• [Supplied data]

-----

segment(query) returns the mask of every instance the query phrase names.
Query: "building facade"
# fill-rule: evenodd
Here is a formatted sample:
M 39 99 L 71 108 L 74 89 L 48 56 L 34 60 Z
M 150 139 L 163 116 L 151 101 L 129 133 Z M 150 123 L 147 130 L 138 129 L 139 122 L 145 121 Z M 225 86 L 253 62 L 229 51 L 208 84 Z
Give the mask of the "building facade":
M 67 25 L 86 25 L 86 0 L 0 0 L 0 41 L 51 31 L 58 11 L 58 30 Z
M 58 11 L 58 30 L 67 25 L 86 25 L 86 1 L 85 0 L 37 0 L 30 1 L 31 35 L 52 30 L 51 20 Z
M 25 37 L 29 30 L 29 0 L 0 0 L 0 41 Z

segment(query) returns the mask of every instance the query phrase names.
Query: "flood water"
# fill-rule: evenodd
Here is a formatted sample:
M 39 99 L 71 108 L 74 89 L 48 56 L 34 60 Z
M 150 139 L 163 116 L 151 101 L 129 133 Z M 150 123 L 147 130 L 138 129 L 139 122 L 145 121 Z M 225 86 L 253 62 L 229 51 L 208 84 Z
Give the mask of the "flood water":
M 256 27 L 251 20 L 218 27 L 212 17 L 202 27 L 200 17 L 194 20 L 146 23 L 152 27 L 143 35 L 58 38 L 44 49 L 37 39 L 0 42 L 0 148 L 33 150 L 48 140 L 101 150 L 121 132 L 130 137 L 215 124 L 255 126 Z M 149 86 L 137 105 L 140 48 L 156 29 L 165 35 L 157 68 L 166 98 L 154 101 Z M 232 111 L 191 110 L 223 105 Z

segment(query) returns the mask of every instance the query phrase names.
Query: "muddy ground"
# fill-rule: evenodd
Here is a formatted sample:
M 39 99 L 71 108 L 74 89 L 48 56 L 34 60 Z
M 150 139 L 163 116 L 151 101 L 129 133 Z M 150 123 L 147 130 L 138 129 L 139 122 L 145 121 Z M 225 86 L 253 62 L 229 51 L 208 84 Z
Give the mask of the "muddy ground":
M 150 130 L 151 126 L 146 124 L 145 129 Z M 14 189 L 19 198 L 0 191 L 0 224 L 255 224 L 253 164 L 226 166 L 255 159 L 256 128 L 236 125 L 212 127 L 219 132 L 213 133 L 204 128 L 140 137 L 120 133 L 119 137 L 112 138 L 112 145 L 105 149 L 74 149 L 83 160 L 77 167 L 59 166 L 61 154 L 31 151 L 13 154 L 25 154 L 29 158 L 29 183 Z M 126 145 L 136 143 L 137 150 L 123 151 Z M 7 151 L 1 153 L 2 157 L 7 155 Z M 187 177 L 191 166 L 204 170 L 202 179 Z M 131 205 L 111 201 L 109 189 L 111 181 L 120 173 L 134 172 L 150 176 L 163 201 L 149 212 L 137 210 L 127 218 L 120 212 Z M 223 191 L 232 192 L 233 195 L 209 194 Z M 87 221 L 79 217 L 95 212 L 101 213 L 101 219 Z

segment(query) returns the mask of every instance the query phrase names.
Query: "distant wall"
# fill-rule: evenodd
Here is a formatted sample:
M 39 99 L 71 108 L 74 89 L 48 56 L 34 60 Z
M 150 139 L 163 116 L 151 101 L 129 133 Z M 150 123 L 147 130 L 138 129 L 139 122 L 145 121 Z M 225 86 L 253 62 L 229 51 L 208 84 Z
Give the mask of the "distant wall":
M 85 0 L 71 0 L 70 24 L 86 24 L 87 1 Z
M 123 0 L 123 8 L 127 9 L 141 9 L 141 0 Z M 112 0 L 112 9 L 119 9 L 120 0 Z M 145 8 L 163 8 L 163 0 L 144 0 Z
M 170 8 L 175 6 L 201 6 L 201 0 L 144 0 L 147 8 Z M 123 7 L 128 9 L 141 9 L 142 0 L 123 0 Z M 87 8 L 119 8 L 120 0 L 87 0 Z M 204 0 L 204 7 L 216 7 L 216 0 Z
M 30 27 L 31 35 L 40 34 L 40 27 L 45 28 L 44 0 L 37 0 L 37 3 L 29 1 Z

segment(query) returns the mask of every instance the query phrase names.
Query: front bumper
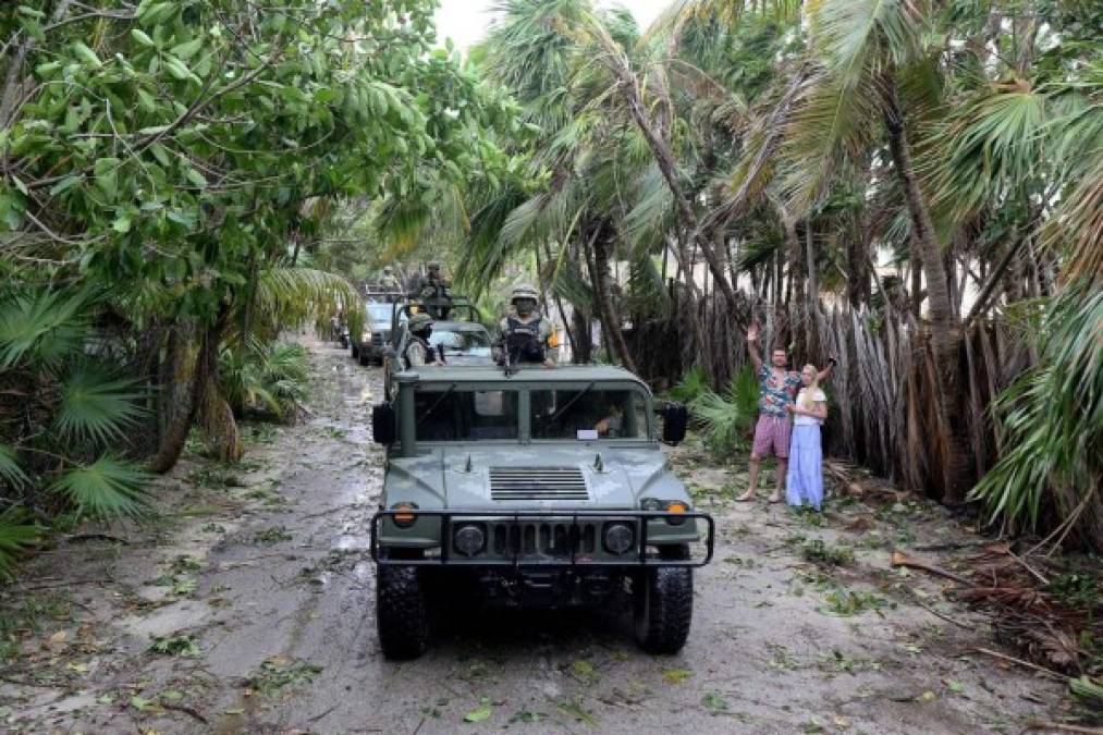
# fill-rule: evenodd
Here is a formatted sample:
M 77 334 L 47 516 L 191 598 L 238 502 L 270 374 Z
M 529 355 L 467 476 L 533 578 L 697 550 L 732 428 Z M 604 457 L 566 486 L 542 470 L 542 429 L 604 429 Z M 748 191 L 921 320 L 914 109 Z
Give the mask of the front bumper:
M 408 528 L 394 522 L 398 512 L 411 513 Z M 679 521 L 677 525 L 670 520 Z M 614 554 L 604 547 L 607 524 L 623 523 L 633 531 L 629 551 Z M 454 529 L 480 525 L 482 550 L 464 555 L 453 546 Z M 704 536 L 700 533 L 705 529 Z M 713 560 L 716 523 L 708 513 L 667 513 L 633 510 L 414 510 L 379 511 L 372 518 L 372 560 L 382 565 L 497 566 L 497 567 L 642 567 L 705 566 Z M 704 544 L 704 553 L 690 558 L 658 558 L 649 547 Z M 420 550 L 422 557 L 401 554 L 392 558 L 387 550 Z

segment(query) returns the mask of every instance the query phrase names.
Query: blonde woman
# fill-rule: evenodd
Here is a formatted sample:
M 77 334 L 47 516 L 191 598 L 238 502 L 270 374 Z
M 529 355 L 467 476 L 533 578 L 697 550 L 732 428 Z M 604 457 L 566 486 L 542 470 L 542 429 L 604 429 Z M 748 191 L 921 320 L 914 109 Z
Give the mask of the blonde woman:
M 785 411 L 793 416 L 785 501 L 790 505 L 808 504 L 820 510 L 824 499 L 820 427 L 827 418 L 827 396 L 820 390 L 818 371 L 815 365 L 804 365 L 801 371 L 801 383 L 796 403 L 785 405 Z

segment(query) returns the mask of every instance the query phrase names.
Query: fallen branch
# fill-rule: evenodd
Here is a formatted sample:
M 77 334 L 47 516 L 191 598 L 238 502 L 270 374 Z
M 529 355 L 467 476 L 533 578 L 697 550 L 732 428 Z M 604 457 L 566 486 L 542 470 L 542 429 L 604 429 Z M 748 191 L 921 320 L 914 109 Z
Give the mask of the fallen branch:
M 918 558 L 913 558 L 911 556 L 908 556 L 907 554 L 904 554 L 901 551 L 893 551 L 892 552 L 892 561 L 890 562 L 890 564 L 891 564 L 891 566 L 907 566 L 907 567 L 912 568 L 912 569 L 921 569 L 923 572 L 927 572 L 929 574 L 933 574 L 933 575 L 939 576 L 939 577 L 945 577 L 946 579 L 953 579 L 954 582 L 956 582 L 960 585 L 968 585 L 968 586 L 973 585 L 972 582 L 970 582 L 968 579 L 966 579 L 963 576 L 956 575 L 953 572 L 946 572 L 945 569 L 943 569 L 941 567 L 934 566 L 933 564 L 929 564 L 929 563 L 920 561 Z
M 1030 733 L 1036 729 L 1056 729 L 1062 733 L 1083 733 L 1084 735 L 1103 735 L 1103 728 L 1100 727 L 1085 727 L 1084 725 L 1067 725 L 1060 722 L 1041 722 L 1039 720 L 1028 723 L 1027 726 L 1022 728 L 1022 732 Z
M 976 651 L 977 653 L 984 653 L 985 656 L 990 656 L 995 659 L 1000 659 L 1009 663 L 1017 663 L 1020 667 L 1026 667 L 1027 669 L 1032 669 L 1038 673 L 1047 674 L 1049 677 L 1052 677 L 1053 679 L 1057 679 L 1058 681 L 1064 682 L 1069 680 L 1069 678 L 1065 677 L 1064 674 L 1060 674 L 1051 669 L 1047 669 L 1046 667 L 1040 667 L 1037 663 L 1030 663 L 1029 661 L 1024 661 L 1022 659 L 1017 659 L 1014 656 L 1007 656 L 1006 653 L 1000 653 L 999 651 L 993 651 L 990 648 L 977 647 L 974 648 L 973 650 Z
M 160 705 L 165 710 L 172 710 L 173 712 L 183 712 L 185 715 L 199 720 L 204 725 L 211 724 L 211 722 L 206 717 L 204 717 L 203 715 L 201 715 L 199 712 L 191 709 L 186 704 L 170 704 L 169 702 L 161 702 Z

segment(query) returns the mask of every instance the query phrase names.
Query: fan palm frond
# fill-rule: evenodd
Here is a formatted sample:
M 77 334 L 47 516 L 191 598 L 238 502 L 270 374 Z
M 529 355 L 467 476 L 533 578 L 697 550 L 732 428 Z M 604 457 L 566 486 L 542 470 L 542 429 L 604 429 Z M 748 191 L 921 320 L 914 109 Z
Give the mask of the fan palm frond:
M 1046 95 L 1037 92 L 997 92 L 956 109 L 934 131 L 950 141 L 932 171 L 935 204 L 963 219 L 1013 188 L 1027 191 L 1045 167 L 1046 126 Z
M 19 508 L 0 513 L 0 579 L 11 579 L 15 560 L 42 537 L 42 526 L 28 520 Z
M 15 450 L 6 444 L 0 444 L 0 480 L 11 488 L 20 488 L 30 482 L 26 472 L 19 466 Z
M 55 415 L 58 434 L 76 440 L 107 444 L 124 436 L 144 412 L 138 382 L 116 379 L 85 364 L 65 375 Z
M 38 291 L 0 303 L 0 365 L 54 365 L 84 344 L 87 291 Z
M 149 512 L 150 476 L 133 464 L 104 455 L 66 470 L 52 486 L 82 515 L 98 520 L 140 518 Z

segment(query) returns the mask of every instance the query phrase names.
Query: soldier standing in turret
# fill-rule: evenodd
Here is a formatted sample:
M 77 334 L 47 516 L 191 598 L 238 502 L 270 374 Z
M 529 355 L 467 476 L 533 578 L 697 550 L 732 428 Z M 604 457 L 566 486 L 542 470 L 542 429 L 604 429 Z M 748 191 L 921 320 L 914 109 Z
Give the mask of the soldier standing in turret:
M 515 313 L 508 313 L 499 324 L 499 362 L 543 363 L 555 366 L 555 328 L 537 308 L 539 295 L 528 284 L 520 284 L 513 289 L 510 306 Z
M 432 318 L 427 313 L 416 313 L 408 322 L 410 341 L 403 351 L 403 366 L 406 370 L 437 362 L 437 353 L 429 344 L 432 334 Z

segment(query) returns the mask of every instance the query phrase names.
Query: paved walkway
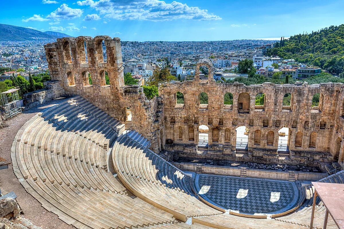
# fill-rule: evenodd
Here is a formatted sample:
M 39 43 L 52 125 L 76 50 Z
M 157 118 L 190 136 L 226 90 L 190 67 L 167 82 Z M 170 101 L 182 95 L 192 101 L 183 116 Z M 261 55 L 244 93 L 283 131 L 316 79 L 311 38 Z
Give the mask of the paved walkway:
M 293 207 L 299 197 L 294 182 L 229 176 L 196 174 L 196 188 L 206 201 L 249 214 L 272 214 Z

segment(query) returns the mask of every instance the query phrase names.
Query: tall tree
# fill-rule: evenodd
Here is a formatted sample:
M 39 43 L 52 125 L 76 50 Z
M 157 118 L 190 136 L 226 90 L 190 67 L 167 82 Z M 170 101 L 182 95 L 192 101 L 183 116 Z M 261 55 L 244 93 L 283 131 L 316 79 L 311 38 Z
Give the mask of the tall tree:
M 29 83 L 30 85 L 30 90 L 31 91 L 33 91 L 36 90 L 35 87 L 34 80 L 32 78 L 32 76 L 31 75 L 30 73 L 29 74 Z
M 126 85 L 134 85 L 137 84 L 138 81 L 136 79 L 132 78 L 131 73 L 126 73 L 124 74 L 124 84 Z

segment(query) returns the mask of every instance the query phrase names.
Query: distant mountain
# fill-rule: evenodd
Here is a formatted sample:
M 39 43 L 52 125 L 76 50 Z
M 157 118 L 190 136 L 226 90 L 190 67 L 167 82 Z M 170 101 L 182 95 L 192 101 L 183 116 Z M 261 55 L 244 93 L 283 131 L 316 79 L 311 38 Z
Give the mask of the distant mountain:
M 43 33 L 32 29 L 0 24 L 0 41 L 47 40 L 47 42 L 52 42 L 56 41 L 56 38 L 65 36 L 70 36 L 57 32 Z
M 54 32 L 53 31 L 46 31 L 45 32 L 43 32 L 44 33 L 46 33 L 49 35 L 53 36 L 56 37 L 57 37 L 57 38 L 73 37 L 71 36 L 69 36 L 68 34 L 66 34 L 65 33 L 60 33 L 59 32 Z

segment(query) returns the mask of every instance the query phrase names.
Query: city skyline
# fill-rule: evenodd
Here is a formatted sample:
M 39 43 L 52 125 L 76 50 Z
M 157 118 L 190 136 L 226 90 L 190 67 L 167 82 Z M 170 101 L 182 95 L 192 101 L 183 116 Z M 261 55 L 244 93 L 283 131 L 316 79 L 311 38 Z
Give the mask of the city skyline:
M 268 1 L 264 5 L 249 0 L 17 1 L 21 7 L 15 13 L 2 12 L 0 23 L 73 36 L 106 34 L 125 41 L 279 40 L 344 21 L 343 3 L 338 1 Z M 3 9 L 12 4 L 3 3 Z

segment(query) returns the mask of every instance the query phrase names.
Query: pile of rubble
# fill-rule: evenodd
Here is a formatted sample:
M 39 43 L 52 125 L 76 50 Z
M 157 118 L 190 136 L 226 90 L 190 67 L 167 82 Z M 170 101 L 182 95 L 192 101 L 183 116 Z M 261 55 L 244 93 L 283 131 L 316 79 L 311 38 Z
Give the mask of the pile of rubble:
M 42 229 L 21 217 L 20 209 L 12 198 L 0 199 L 0 229 Z

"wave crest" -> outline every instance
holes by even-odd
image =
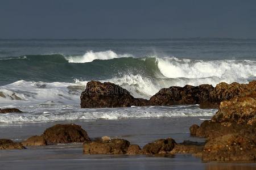
[[[68,62],[71,63],[85,63],[90,62],[95,60],[110,60],[116,58],[133,57],[131,54],[119,55],[112,50],[107,50],[104,52],[93,52],[92,50],[88,51],[82,56],[69,56],[65,58]]]

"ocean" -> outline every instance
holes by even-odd
[[[190,137],[188,128],[210,118],[217,109],[201,109],[197,105],[81,109],[81,92],[88,82],[94,80],[114,83],[134,97],[148,99],[171,86],[215,86],[222,82],[246,83],[255,79],[256,39],[0,39],[0,108],[14,107],[24,112],[0,114],[0,137],[20,141],[57,123],[76,123],[90,137],[122,138],[141,146],[168,137],[179,142],[204,141]],[[81,146],[76,145],[28,150],[1,151],[0,164],[6,169],[15,169],[18,164],[25,169],[40,165],[44,169],[46,162],[57,169],[67,160],[77,169],[88,162],[92,168],[102,168],[101,164],[117,164],[118,169],[228,166],[202,164],[191,155],[83,156]],[[28,166],[25,161],[20,164],[17,160],[31,164]],[[228,167],[241,166],[253,168],[255,165]]]

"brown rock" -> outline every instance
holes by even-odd
[[[256,91],[245,96],[237,96],[221,102],[218,111],[213,117],[212,121],[238,124],[256,124]]]
[[[10,139],[0,139],[0,150],[21,150],[25,147],[22,144]]]
[[[134,98],[129,92],[109,82],[91,81],[80,97],[81,108],[115,108],[148,105],[148,100]]]
[[[22,113],[22,111],[15,108],[8,108],[8,109],[0,109],[1,113]]]
[[[256,135],[230,134],[209,141],[204,147],[204,161],[256,160]]]
[[[42,136],[47,144],[90,141],[87,133],[75,124],[56,125],[47,129]]]
[[[143,154],[162,154],[169,153],[174,148],[175,141],[171,138],[161,139],[145,145],[142,153]]]
[[[131,144],[128,147],[127,154],[138,155],[141,154],[141,148],[138,144]]]
[[[85,154],[126,154],[130,142],[125,139],[97,141],[84,143]]]
[[[47,144],[43,136],[32,136],[22,143],[23,146],[44,146]]]

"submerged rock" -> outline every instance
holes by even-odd
[[[22,113],[20,110],[16,108],[7,108],[7,109],[0,109],[1,113]]]
[[[47,129],[42,136],[47,144],[84,142],[90,141],[87,133],[75,124],[57,124]]]
[[[184,87],[172,86],[160,90],[150,98],[154,105],[199,104],[208,101],[210,92],[214,87],[209,84],[199,86],[186,85]]]
[[[109,82],[91,81],[80,97],[81,107],[115,108],[149,105],[148,100],[134,98],[129,92]]]
[[[158,139],[153,143],[146,144],[142,150],[143,154],[168,154],[176,144],[175,141],[171,138]]]
[[[22,142],[23,146],[44,146],[47,144],[43,136],[32,136]]]
[[[81,108],[127,107],[132,105],[200,104],[201,108],[218,108],[220,103],[232,97],[243,97],[256,91],[256,80],[249,84],[220,83],[212,85],[172,86],[160,90],[150,100],[134,98],[129,92],[109,82],[91,81],[81,94]]]
[[[171,151],[170,154],[189,154],[196,156],[201,156],[204,144],[204,142],[199,143],[184,141],[183,143],[175,144],[174,149]]]
[[[126,140],[113,139],[85,142],[83,148],[85,154],[126,154],[129,146]]]
[[[0,150],[21,150],[25,147],[19,142],[10,139],[0,139]]]
[[[138,144],[131,144],[128,147],[127,154],[128,155],[138,155],[141,154],[141,149]]]

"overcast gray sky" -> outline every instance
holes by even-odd
[[[0,39],[256,38],[254,0],[1,0]]]

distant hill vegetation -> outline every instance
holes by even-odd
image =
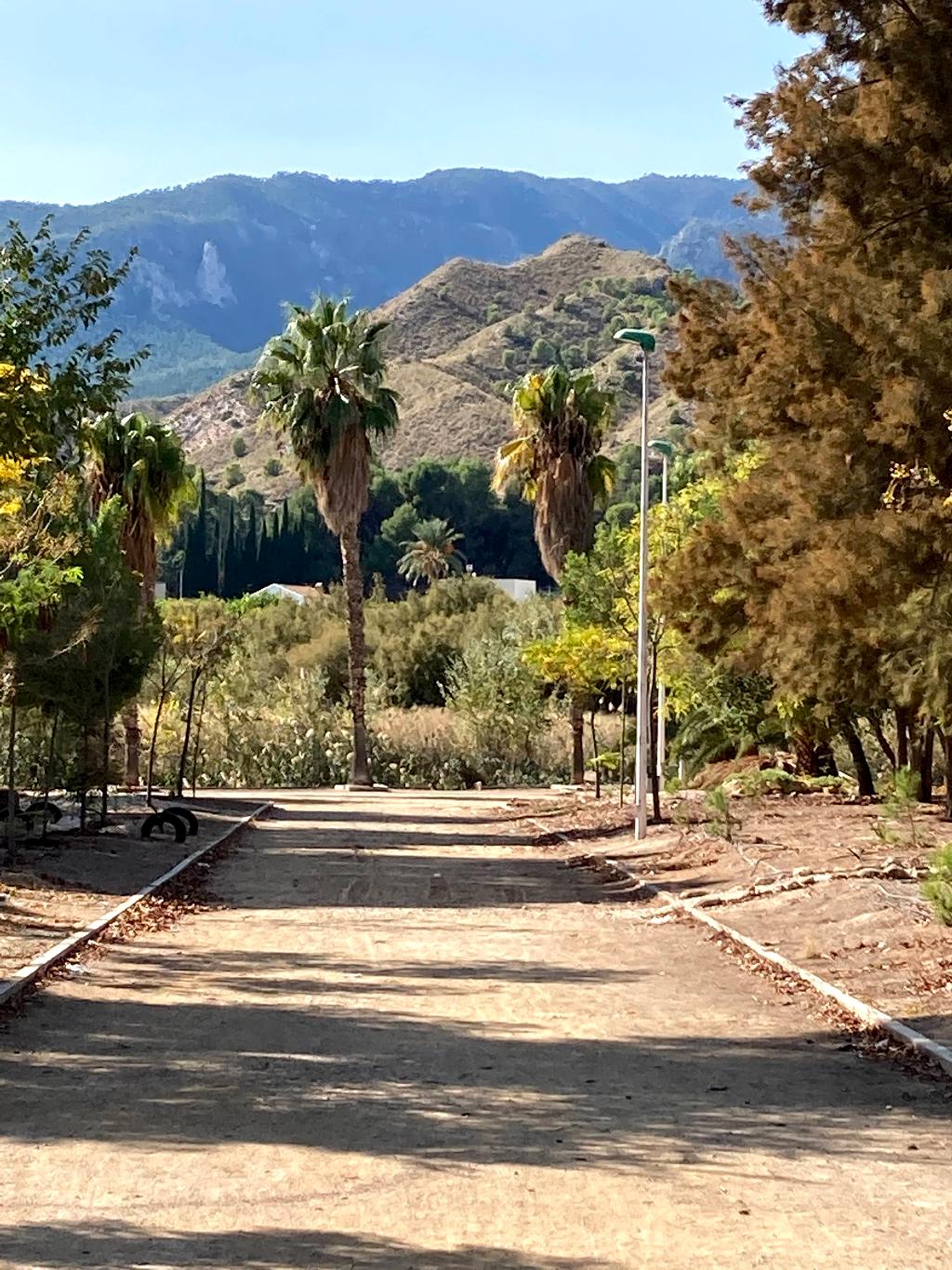
[[[650,395],[654,429],[661,431],[677,409],[661,392],[659,373],[670,339],[669,274],[654,257],[571,235],[510,265],[451,260],[381,305],[378,315],[391,324],[390,378],[401,399],[400,431],[382,456],[387,466],[416,458],[491,460],[510,434],[506,386],[555,361],[594,366],[617,390],[611,439],[617,451],[636,438],[641,394],[636,353],[612,338],[619,326],[658,333]],[[248,484],[277,499],[297,485],[297,476],[283,442],[258,425],[249,380],[242,371],[176,399],[168,418],[213,484]]]
[[[735,204],[743,189],[720,177],[607,184],[484,169],[406,182],[279,173],[86,207],[0,202],[0,218],[30,230],[53,212],[61,234],[89,226],[93,244],[117,257],[138,248],[116,323],[126,347],[152,351],[137,391],[166,396],[249,364],[281,326],[284,301],[325,291],[380,305],[457,257],[509,264],[581,232],[673,268],[722,272],[725,229],[749,220]]]

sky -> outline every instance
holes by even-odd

-----

Write out again the lines from the one with "distant hill vegetation" through the end of the records exactly, without any of the pictures.

• [Expected answer]
distant hill vegetation -> outline every instance
holes by even-odd
image =
[[[650,395],[654,429],[661,431],[677,409],[661,392],[659,373],[670,339],[669,274],[654,257],[571,235],[510,265],[451,260],[381,305],[378,315],[391,324],[390,378],[401,399],[400,431],[382,456],[387,466],[416,458],[491,460],[510,434],[506,386],[555,361],[594,366],[617,390],[611,439],[617,451],[636,438],[641,394],[636,353],[612,338],[619,326],[658,333]],[[248,484],[277,499],[297,485],[297,476],[283,442],[258,425],[249,380],[242,371],[176,399],[168,418],[213,484]]]
[[[735,204],[743,189],[720,177],[607,184],[484,169],[406,182],[279,173],[86,207],[0,202],[0,218],[30,230],[53,212],[61,234],[89,226],[93,244],[117,257],[138,248],[116,323],[126,347],[152,351],[137,391],[166,396],[249,364],[281,326],[284,301],[325,291],[380,305],[457,257],[509,264],[581,232],[673,268],[722,272],[725,229],[749,220]]]

sky -> outline every instance
holes by even-odd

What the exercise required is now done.